AIM: Please copy every one of the following records word for word, keeping each line in its original order.
"""
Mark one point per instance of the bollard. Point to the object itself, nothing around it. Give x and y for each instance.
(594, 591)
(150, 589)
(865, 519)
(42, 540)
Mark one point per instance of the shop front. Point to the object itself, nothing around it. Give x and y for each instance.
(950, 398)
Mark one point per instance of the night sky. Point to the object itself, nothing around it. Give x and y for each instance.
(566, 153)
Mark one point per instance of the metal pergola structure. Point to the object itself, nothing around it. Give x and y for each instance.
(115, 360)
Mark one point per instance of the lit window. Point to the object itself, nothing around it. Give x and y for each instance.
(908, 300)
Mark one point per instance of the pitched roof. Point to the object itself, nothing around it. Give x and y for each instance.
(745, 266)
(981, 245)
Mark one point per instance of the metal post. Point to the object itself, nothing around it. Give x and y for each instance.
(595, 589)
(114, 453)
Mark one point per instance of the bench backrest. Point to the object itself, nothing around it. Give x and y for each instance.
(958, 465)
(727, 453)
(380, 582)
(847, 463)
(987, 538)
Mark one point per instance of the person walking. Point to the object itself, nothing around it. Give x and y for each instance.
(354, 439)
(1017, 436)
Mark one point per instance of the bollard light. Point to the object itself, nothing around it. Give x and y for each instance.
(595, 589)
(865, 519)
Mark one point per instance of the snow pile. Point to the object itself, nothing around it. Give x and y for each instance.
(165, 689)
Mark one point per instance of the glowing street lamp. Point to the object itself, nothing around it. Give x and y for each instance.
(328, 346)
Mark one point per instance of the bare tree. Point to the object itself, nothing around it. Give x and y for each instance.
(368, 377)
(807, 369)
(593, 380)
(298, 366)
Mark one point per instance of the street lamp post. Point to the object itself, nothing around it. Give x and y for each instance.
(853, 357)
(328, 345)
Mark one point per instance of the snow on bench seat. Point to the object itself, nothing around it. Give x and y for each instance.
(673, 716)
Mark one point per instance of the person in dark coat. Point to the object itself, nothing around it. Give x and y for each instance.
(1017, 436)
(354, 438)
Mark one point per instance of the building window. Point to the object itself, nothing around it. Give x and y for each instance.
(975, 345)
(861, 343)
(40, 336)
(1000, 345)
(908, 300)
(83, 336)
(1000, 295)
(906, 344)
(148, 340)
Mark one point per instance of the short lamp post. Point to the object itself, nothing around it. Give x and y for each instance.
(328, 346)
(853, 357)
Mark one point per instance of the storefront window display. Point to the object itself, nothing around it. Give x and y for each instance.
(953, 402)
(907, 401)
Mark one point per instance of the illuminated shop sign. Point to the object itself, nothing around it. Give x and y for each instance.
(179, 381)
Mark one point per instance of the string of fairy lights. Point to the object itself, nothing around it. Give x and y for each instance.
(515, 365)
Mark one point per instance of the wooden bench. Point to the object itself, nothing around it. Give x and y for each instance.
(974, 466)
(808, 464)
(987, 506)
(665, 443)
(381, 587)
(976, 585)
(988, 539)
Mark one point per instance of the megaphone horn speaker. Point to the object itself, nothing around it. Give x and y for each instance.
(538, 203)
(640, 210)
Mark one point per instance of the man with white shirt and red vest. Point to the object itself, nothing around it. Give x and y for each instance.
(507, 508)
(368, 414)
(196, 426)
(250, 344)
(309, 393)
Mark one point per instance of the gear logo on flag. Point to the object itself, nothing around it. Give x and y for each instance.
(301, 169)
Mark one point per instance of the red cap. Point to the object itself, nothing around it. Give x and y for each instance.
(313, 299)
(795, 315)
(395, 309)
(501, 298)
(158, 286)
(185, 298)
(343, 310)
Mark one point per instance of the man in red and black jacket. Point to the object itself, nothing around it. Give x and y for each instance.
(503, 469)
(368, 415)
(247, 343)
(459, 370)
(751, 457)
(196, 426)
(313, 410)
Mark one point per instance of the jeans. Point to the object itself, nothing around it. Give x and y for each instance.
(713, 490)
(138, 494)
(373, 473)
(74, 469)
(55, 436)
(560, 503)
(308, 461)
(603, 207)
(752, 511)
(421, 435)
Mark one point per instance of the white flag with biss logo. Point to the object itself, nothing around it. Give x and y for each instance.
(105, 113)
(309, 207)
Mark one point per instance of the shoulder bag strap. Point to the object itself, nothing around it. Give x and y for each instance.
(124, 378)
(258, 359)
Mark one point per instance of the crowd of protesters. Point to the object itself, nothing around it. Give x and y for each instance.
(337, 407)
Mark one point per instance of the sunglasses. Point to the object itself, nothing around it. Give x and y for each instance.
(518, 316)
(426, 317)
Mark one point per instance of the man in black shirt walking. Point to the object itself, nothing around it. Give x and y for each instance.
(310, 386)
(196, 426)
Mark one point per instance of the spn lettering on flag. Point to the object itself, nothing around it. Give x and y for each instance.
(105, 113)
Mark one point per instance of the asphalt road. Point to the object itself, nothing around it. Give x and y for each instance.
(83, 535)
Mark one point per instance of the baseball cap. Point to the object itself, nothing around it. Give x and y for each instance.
"""
RESPONSE TO THIS EXERCISE:
Mark one point per instance of the bollard. Point to the object itself, nothing around it. Give x and y for each instance.
(594, 591)
(150, 589)
(865, 519)
(42, 540)
Mark one point per instance of the shop front. Point to the object itself, nothing around it. Give x and y for each instance.
(950, 398)
Mark one point per instance of the night sky. Point to the object itself, nothing around it. Give x and y for each instance.
(566, 153)
Mark one point per instance of the metal pergola structure. Point to the object itself, nothing around it. Give x and y for each instance.
(115, 360)
Mark one point per instance of the lit window. Point to the object itself, nothing around it. Give x and y for each instance.
(908, 300)
Mark one point per instance of the pitched roof. Point to the object itself, nothing around it. Give x and y for each instance.
(745, 266)
(981, 245)
Mark one point per instance of the metal post. Point to the object itself, nothing around it. Give x and y for each instance.
(595, 589)
(114, 453)
Mark one point per instance of the bench backrest. Point to the object itself, nothing around it. Give x and y for each instance.
(958, 465)
(727, 453)
(380, 582)
(847, 463)
(987, 538)
Mark one point per instance of the person walking. Point to the object itself, nothing around it. Give x and y for each instance.
(354, 439)
(1017, 436)
Mark one point per instance of the bollard light. Point to the object itself, nothing around it. Give x and y for each instance.
(595, 589)
(865, 519)
Mark one point per instance of the snow pile. Point to the object itself, nothing around it. Give x and y for each instance.
(165, 689)
Mark one point per instance of the glowing street lamp. Point to the object itself, nothing around it. Give x and y for each instance.
(328, 346)
Mark one point per instance of the bare tree. Point to the object itself, nothing around it. Give x and y for each instance.
(368, 377)
(807, 369)
(593, 380)
(298, 366)
Mark one point per instance of the street lamp post. Point to the object itself, nothing around it. Give x and y for each instance.
(853, 357)
(328, 345)
Mark one point per instance of the snow on bench seat. Point to the object itself, nothing around it. Give x and y for each instance.
(673, 716)
Mark one point per instance of the person in dark coat. Point to the object itself, nothing around it. Give x and y for each instance.
(1017, 436)
(354, 438)
Mark one point per instance of the building window. Point to the object itself, nothing around it. Give x and y for each instance.
(975, 345)
(861, 343)
(40, 336)
(1000, 345)
(908, 300)
(83, 336)
(1000, 295)
(906, 344)
(148, 340)
Mark one point per instance of the short lamp post. Point to the object itself, nothing around it. Give x and y for each instance.
(328, 346)
(853, 357)
Mark one point per instance of the storefront window display. Point to the object itself, nothing around it. Give x and y for each instance.
(953, 402)
(907, 401)
Mark one point per instance of the illuminated shop sign. Point to the object itself, nothing around it. Give x and y for each instance.
(179, 381)
Mark one point per instance of the string of fairy lights. Point to the object itself, nothing around it. Give x and y for each instance.
(515, 365)
Mark one point per instance of the wooden bench. Point to the object itself, nothing around it. Give x and y for each instance.
(974, 466)
(808, 464)
(987, 506)
(665, 443)
(381, 587)
(976, 585)
(988, 539)
Mark one point per instance of the megaphone horn speaker. Point to the object itself, nothing around it. Give x and y for each instance.
(538, 203)
(640, 210)
Mark one point per instance of the man with white shirt and red vest. Point to the object itself, nothing around it. Give x and y for each instance.
(507, 508)
(368, 414)
(196, 426)
(250, 344)
(309, 393)
Mark one point per instance of the gear logo on flag. Point to the object itself, nothing around it. Give x and y for each instance.
(301, 169)
Mark one point per instance of the red cap. Point to the object itself, nothing around it. Give x and y for each instance.
(313, 299)
(795, 315)
(395, 309)
(501, 298)
(158, 286)
(185, 298)
(343, 310)
Mark one point per instance of the man in red and black jacket. Point to the object itself, nothing around it. Give x and y for each instance.
(503, 469)
(368, 415)
(247, 343)
(459, 370)
(751, 457)
(196, 426)
(313, 410)
Mark one point per instance of the jeans. Point to the object itself, nothing around it. Give x and y for each instance.
(713, 490)
(138, 494)
(373, 473)
(74, 469)
(55, 436)
(560, 503)
(308, 461)
(603, 207)
(752, 511)
(421, 435)
Mark one point per instance of the white flag with biss logo. Point to the object itself, nothing around it. Give x and y for each instance.
(105, 113)
(309, 207)
Mark one point per instance of the shoulder bag strap. Point to the object itself, nothing around it. Give x and y for each instance.
(124, 378)
(258, 359)
Mark one point per instance of the crowd of protesters. Point to the object itself, nothing around it. Give x and y for each instance.
(337, 407)
Mark one point per instance of the sunglasses. Point to the object itself, nothing around it. Give x and y for each instance.
(518, 316)
(426, 317)
Mark one point per instance of the man in black shirt walking. Point to the object itself, nothing around it. Give x and y for each instance.
(310, 386)
(196, 426)
Mark one point per instance of the spn lettering on flag. Point to the object itself, nothing around it. Give x and y for each instance.
(105, 113)
Mark one point per instance of the asphalt road. Point to the object itself, nothing around it. Give x and y for each instance.
(83, 535)
Mark one point per instance of the baseball cap. Point to the object itself, nothing around it. Give x and y for each instance.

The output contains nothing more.